Aim of the task>
Check each line of the entries below for the string "roof"; copy every line where it appears.

*** Opening of Given records ***

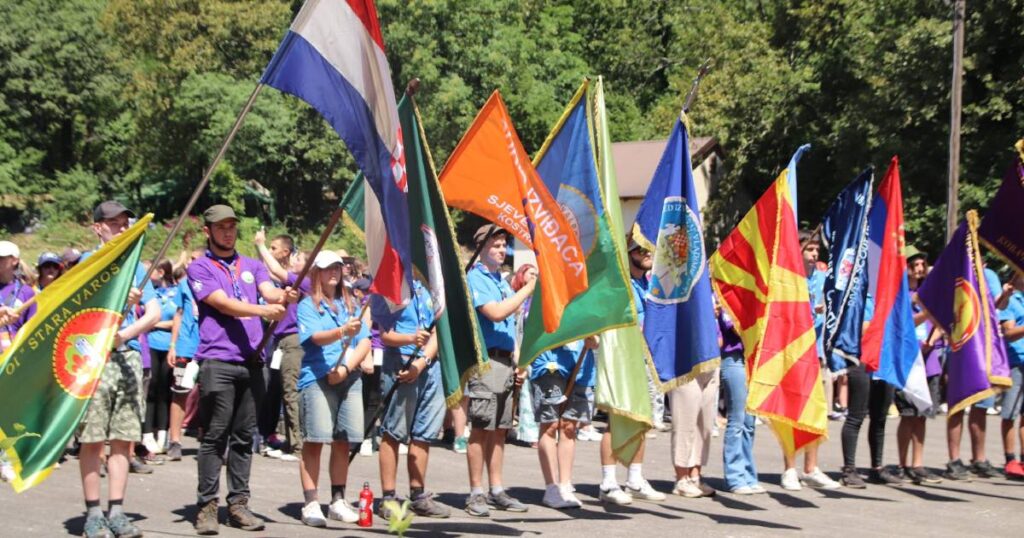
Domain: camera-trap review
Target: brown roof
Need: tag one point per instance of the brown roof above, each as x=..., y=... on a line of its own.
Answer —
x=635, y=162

*** Close of Given records ***
*** Opening of Given records ***

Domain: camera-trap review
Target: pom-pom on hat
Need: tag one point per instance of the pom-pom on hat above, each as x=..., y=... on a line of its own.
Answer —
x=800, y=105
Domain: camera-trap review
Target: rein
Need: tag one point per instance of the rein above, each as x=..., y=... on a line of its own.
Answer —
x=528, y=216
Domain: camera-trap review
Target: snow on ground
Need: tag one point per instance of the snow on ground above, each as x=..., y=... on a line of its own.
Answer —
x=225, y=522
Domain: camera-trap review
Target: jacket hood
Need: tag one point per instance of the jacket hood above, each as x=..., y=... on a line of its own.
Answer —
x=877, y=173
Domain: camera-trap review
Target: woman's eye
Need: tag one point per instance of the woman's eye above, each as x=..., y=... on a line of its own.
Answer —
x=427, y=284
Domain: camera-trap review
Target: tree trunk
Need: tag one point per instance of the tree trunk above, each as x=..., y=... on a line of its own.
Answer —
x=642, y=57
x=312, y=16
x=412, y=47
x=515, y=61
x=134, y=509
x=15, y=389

*** Close of Given records ***

Answer to this exercise>
Target: brown roof
Need: tag one point per instance of the brown roof above, each as x=..., y=... on a line of its own.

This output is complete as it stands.